Given request: Reproduce word for word the lines of the records below that run from the line containing "Where can the shadowed" through the final line of the records, including both ends.

(Items stored from a collection)
====================

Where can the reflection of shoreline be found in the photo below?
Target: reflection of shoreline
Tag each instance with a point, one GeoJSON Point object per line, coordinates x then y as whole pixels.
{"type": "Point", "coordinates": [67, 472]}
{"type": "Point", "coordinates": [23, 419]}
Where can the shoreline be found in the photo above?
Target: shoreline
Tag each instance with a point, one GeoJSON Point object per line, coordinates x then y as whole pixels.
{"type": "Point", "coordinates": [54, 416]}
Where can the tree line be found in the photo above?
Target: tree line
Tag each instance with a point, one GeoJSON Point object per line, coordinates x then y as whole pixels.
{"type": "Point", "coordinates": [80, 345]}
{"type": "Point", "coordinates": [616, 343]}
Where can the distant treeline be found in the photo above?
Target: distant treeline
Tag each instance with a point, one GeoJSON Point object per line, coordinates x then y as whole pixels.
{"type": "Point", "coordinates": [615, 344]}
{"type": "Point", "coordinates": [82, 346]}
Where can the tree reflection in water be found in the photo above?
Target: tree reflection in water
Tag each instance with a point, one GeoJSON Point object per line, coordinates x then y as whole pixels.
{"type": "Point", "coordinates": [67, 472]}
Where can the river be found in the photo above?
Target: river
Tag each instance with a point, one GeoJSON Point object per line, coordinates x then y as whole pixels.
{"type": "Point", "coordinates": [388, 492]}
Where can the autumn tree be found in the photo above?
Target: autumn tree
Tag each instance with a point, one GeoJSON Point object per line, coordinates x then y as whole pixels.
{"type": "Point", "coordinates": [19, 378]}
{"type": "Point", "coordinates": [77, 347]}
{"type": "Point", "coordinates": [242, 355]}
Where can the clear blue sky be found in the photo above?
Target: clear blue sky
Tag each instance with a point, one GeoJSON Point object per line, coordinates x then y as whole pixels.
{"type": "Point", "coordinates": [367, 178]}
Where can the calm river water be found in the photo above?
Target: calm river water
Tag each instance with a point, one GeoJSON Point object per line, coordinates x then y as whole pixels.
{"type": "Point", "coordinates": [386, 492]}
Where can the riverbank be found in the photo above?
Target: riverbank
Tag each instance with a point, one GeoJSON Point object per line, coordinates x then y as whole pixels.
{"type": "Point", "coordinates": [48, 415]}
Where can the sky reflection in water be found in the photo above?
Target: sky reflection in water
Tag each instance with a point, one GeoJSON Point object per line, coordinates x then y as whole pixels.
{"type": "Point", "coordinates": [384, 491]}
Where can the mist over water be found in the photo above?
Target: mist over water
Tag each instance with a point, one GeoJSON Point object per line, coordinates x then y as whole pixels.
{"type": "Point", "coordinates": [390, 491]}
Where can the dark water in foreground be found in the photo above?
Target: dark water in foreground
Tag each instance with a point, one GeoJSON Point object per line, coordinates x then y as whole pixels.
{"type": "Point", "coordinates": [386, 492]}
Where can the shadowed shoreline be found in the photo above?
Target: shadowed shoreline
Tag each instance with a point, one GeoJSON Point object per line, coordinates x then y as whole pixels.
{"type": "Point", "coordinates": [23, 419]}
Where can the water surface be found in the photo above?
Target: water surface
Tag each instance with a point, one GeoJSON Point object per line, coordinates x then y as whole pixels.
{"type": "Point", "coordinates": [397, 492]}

====================

Written answer:
Where can the shadowed shoreline be found in the photo above?
Target: shadowed shoreline
Tag each instance with a point, one GeoJSON Point object per line, coordinates x then y as whole pixels.
{"type": "Point", "coordinates": [23, 419]}
Where can the water surface be found in the photo above?
Target: water surface
Tag each instance with a point, one GeoJSON Point object per line, coordinates x then y as whole pixels.
{"type": "Point", "coordinates": [397, 492]}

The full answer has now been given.